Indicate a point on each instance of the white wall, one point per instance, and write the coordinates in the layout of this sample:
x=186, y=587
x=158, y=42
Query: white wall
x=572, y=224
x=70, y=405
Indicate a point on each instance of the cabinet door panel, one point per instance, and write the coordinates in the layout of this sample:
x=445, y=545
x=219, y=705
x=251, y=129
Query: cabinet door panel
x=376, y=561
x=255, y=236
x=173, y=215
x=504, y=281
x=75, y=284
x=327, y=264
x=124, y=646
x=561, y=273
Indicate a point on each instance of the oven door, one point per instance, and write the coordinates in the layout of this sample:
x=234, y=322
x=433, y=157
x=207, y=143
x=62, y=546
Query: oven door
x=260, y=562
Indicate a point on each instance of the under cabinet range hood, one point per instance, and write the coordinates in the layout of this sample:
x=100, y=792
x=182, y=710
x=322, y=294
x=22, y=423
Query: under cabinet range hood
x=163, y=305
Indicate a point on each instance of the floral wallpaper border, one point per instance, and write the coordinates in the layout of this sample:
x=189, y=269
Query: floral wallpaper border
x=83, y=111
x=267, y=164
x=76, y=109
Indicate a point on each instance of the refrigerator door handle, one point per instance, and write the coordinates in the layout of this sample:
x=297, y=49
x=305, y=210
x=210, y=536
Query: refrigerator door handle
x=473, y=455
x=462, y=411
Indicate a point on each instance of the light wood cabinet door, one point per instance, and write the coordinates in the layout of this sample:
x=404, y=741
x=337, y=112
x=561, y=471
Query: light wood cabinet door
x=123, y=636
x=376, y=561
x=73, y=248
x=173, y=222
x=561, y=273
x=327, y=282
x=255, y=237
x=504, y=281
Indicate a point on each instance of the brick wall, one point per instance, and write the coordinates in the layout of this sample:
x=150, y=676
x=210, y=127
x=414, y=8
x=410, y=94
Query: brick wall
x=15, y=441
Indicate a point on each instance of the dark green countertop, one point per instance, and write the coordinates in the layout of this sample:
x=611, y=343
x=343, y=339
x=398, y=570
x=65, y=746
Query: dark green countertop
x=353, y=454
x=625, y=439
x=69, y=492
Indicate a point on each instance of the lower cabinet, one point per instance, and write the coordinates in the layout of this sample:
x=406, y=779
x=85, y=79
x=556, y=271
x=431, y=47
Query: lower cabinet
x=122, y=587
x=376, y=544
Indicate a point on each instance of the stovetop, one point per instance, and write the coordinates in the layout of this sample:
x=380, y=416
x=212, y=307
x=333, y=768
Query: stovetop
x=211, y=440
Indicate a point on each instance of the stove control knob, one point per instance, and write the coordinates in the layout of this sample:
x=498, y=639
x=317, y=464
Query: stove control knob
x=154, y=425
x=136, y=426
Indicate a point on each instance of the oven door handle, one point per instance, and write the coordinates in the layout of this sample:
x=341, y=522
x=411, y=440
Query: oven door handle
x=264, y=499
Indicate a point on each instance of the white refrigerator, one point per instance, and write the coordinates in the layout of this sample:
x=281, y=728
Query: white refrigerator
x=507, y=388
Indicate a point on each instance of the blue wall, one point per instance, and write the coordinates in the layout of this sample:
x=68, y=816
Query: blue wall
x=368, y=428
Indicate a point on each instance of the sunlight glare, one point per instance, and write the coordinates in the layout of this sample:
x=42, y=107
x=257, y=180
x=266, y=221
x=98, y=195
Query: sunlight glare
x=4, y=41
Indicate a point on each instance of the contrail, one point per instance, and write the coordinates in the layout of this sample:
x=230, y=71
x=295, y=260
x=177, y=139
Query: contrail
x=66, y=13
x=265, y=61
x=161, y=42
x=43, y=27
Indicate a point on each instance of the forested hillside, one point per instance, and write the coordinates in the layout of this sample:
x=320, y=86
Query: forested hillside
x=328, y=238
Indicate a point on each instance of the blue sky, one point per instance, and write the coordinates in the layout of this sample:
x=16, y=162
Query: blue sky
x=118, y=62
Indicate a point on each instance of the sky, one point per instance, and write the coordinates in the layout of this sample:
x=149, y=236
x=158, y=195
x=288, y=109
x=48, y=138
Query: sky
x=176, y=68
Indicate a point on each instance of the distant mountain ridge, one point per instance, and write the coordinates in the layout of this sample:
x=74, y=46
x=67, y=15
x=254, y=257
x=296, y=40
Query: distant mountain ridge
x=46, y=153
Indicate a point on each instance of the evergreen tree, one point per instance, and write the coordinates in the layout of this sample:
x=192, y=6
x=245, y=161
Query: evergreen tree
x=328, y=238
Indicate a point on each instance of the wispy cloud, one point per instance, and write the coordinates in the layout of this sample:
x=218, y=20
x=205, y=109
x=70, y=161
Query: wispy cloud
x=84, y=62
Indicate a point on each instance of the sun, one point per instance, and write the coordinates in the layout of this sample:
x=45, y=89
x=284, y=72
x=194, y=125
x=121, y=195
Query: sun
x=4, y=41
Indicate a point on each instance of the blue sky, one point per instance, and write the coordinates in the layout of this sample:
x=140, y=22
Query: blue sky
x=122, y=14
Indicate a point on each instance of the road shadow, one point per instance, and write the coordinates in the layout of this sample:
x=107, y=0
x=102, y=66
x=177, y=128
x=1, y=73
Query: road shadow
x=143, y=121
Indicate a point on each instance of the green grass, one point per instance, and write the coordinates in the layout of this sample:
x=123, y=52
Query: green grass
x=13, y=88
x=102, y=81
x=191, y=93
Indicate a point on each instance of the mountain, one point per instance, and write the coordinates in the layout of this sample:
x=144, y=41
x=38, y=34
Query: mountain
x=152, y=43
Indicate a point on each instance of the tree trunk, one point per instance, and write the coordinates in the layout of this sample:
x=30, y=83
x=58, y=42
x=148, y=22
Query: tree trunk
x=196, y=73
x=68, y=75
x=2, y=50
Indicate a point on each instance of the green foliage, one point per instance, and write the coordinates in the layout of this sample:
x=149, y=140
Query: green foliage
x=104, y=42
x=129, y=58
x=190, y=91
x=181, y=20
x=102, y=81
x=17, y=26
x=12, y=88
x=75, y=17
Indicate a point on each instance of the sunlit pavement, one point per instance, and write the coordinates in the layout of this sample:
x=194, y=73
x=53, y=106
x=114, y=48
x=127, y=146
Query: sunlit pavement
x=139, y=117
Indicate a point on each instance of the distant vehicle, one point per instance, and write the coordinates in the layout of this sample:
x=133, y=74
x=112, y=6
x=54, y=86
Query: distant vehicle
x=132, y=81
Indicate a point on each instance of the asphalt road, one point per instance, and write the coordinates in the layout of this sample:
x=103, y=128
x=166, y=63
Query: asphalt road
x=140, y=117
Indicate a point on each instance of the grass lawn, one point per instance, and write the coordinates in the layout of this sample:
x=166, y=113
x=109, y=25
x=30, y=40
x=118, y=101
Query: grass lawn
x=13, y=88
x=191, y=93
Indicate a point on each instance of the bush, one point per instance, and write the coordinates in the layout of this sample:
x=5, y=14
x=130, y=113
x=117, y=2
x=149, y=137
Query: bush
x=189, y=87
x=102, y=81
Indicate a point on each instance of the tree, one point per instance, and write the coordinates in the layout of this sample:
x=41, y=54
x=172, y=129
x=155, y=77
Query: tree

• • •

#### AIM OF THE TASK
Rewrite everything from the line containing "Indicate a point on each instance of the white refrigerator, one" down to the line containing "x=507, y=388", both included, with requests kept, scaling the answer coordinates by 2.5 and rounding to whole numbers, halves up. Leave the requests and their sample coordinates unchanged.

#### ANSWER TO THIS TASK
Indicate a point on each instance of the white refrigerator, one point per instance, and write the coordinates in the layout of this sample:
x=281, y=728
Query: white refrigerator
x=1268, y=970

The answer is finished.